■ **Stated goal**
Copy the lines of the listing below word for word, starting at the line containing "wire-framed glasses -> outlines" and ending at the line containing "275L285 282L290 288L298", both included.

■ **Stored records**
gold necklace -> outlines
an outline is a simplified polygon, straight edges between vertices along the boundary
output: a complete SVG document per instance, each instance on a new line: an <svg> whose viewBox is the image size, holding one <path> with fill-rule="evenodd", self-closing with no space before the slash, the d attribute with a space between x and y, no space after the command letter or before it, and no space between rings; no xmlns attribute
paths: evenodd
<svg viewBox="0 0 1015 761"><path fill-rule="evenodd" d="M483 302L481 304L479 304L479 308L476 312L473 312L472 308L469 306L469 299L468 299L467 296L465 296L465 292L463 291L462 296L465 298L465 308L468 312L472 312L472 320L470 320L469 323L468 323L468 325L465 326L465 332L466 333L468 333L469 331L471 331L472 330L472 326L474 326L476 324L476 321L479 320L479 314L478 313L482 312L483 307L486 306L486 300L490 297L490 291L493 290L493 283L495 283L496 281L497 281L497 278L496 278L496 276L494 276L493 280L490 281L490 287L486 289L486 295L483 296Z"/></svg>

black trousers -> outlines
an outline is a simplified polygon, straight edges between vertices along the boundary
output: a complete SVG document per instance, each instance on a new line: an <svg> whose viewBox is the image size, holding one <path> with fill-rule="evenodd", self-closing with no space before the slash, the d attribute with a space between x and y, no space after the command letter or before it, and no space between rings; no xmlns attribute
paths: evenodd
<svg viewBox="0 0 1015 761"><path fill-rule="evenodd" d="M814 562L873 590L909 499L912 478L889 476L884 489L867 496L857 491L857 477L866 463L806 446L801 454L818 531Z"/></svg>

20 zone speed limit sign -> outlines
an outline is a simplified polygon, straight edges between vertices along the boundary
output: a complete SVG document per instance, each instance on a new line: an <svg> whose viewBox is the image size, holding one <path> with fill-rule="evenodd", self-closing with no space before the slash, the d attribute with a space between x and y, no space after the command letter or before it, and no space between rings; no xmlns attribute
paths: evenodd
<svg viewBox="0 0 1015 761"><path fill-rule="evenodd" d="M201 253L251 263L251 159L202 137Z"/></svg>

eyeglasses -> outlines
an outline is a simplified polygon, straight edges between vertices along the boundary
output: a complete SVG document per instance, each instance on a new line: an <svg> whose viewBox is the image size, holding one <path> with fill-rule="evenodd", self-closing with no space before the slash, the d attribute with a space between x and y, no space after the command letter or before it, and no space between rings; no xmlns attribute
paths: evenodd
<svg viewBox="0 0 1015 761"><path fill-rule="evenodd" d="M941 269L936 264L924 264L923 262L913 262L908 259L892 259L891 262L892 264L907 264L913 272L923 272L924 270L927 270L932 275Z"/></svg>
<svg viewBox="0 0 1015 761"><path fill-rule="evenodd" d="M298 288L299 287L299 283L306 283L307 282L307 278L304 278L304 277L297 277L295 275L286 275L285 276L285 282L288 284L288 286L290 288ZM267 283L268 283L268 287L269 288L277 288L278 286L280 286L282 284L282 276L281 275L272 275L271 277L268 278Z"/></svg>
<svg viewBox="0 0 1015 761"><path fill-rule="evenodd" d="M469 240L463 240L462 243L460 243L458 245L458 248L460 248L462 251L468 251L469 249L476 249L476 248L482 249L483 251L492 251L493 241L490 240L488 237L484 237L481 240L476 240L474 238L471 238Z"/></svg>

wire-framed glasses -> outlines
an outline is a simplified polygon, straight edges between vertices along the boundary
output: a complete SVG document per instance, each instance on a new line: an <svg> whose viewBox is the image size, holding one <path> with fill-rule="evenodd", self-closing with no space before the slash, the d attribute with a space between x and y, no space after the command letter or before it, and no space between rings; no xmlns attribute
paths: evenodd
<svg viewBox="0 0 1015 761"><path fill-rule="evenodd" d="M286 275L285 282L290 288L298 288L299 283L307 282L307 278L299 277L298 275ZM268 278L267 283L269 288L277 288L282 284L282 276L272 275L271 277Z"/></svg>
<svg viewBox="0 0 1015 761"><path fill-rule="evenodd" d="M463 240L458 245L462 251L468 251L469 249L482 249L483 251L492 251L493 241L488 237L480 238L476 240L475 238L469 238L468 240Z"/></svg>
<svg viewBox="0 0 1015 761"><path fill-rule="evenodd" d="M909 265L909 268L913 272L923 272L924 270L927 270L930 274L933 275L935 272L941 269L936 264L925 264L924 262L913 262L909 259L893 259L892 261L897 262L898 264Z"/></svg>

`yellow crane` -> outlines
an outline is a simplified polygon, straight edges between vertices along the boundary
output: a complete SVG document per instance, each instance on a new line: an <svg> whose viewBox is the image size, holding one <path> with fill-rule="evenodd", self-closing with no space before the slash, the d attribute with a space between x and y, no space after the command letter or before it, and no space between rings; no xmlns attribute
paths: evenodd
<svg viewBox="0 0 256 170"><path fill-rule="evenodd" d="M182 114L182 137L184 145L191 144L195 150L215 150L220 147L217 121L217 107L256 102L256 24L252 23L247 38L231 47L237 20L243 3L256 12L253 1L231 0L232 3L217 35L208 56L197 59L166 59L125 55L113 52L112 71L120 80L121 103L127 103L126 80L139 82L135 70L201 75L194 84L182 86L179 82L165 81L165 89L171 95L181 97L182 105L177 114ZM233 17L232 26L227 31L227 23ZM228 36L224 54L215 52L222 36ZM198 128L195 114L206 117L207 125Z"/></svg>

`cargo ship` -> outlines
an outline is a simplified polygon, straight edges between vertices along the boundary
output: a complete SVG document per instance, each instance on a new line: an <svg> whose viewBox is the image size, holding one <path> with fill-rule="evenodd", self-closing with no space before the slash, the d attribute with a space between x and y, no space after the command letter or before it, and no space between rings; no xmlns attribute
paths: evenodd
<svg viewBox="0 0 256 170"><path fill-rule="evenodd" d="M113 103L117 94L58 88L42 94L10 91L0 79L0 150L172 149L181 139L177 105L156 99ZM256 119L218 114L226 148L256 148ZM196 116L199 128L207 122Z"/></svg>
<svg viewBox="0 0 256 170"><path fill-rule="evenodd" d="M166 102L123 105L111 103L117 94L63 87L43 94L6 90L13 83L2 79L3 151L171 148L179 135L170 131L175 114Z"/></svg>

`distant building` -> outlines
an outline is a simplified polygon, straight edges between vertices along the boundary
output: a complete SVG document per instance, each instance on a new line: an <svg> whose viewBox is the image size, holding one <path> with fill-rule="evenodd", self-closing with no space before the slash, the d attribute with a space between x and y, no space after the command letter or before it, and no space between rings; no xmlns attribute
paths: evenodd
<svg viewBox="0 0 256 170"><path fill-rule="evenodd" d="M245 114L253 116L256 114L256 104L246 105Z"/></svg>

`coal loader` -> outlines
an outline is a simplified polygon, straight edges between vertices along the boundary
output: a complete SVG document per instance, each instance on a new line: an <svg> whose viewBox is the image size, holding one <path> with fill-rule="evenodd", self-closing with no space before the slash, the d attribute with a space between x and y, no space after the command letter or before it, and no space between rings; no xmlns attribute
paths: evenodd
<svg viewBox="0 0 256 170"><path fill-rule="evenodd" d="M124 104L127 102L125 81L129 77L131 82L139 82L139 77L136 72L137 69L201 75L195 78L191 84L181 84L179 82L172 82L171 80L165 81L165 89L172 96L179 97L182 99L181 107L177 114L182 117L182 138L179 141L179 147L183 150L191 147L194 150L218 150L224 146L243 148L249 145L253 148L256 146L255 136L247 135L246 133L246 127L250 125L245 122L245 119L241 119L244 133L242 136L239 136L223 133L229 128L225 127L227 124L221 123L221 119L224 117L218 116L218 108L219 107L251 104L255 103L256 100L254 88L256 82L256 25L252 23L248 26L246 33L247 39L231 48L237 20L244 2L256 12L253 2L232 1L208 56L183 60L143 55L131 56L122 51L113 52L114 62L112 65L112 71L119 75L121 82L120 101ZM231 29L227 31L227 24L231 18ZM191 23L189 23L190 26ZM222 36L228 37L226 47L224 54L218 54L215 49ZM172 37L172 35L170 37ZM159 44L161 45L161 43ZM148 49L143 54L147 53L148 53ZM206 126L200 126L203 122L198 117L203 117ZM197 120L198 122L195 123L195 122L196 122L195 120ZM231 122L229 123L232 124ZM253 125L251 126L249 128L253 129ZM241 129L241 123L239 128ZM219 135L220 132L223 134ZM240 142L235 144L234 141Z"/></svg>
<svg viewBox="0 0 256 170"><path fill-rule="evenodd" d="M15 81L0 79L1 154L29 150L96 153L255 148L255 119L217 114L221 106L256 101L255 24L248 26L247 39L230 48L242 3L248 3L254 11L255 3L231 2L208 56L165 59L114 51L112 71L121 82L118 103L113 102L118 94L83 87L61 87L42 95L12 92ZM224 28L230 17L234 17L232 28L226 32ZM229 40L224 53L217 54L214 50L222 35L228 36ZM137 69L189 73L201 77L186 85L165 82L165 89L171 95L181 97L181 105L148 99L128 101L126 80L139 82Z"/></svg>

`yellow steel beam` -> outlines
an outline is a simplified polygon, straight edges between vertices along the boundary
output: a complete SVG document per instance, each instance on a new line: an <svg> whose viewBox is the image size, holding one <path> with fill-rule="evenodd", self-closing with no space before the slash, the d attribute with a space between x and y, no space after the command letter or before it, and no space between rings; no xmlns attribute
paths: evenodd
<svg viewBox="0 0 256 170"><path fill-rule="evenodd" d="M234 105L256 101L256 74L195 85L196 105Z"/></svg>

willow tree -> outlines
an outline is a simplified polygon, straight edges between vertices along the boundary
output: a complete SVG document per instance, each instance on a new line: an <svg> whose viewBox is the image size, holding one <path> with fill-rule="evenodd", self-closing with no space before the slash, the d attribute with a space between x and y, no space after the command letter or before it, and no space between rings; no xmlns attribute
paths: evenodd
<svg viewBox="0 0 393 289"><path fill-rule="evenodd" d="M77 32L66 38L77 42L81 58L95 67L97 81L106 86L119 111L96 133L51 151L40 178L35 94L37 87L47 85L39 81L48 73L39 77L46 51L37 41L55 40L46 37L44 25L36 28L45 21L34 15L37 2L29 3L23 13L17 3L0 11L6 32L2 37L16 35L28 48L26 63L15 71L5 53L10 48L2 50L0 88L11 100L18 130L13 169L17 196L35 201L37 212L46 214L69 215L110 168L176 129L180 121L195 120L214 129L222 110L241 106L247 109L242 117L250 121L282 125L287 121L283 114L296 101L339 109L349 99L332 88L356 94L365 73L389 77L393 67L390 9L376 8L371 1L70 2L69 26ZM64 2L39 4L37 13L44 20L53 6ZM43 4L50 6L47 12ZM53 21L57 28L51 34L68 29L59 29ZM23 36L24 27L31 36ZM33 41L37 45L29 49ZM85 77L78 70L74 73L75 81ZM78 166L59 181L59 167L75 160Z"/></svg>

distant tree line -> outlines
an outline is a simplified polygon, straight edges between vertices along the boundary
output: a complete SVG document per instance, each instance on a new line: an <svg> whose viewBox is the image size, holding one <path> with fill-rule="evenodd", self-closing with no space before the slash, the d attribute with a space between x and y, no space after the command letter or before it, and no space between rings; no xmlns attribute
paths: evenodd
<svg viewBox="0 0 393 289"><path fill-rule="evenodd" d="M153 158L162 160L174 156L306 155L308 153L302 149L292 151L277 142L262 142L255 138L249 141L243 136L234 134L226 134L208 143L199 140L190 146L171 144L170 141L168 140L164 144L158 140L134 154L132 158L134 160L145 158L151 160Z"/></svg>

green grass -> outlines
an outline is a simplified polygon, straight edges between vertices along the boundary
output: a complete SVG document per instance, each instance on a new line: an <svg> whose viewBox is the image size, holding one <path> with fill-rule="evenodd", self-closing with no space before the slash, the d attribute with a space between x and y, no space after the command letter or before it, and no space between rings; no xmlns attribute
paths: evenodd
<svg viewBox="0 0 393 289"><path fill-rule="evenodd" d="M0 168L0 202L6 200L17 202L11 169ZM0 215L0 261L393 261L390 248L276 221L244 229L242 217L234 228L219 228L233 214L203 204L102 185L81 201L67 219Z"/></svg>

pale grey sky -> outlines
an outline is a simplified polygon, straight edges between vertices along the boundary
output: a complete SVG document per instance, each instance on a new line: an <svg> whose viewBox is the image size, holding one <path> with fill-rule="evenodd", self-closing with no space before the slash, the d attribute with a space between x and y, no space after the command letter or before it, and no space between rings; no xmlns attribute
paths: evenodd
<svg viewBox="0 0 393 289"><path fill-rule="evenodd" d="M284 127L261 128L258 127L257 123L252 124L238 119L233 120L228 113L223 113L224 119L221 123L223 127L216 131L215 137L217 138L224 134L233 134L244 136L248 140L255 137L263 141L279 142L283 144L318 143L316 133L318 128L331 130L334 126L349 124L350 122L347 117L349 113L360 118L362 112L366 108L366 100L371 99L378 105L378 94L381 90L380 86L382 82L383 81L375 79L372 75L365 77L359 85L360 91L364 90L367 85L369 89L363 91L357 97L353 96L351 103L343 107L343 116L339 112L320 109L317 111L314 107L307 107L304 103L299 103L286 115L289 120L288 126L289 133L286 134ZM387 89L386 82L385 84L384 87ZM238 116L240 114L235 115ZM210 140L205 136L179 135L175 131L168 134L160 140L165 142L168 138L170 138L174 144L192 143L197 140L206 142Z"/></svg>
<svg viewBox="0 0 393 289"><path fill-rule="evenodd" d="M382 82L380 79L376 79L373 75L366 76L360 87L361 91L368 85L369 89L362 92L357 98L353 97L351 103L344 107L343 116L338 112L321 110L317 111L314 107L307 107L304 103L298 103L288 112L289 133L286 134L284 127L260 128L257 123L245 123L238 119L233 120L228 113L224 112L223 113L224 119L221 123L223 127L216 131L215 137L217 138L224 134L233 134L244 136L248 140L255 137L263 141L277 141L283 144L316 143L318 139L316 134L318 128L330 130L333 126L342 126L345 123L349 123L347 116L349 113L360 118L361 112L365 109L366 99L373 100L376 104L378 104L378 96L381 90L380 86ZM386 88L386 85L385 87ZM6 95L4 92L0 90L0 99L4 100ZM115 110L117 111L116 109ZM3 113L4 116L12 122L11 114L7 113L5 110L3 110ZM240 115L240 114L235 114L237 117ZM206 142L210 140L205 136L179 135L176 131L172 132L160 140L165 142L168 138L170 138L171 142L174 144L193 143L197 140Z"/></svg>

■ **Written answer**
wire-framed glasses -> outlines
an outline is a simplified polygon, straight edges between vertices along the boundary
output: a complete SVG document per instance, each instance on a new line: an <svg> whose viewBox is the image size, holding one <path> with fill-rule="evenodd", self-closing with no space before the slash, the d attribute with a space between x and y, no space after the command letter or before it, and no space between rings; no xmlns attribute
paths: evenodd
<svg viewBox="0 0 1015 761"><path fill-rule="evenodd" d="M286 275L285 282L290 288L298 288L299 283L307 282L307 278L299 277L298 275ZM268 278L267 283L269 288L277 288L282 284L282 276L272 275L271 277Z"/></svg>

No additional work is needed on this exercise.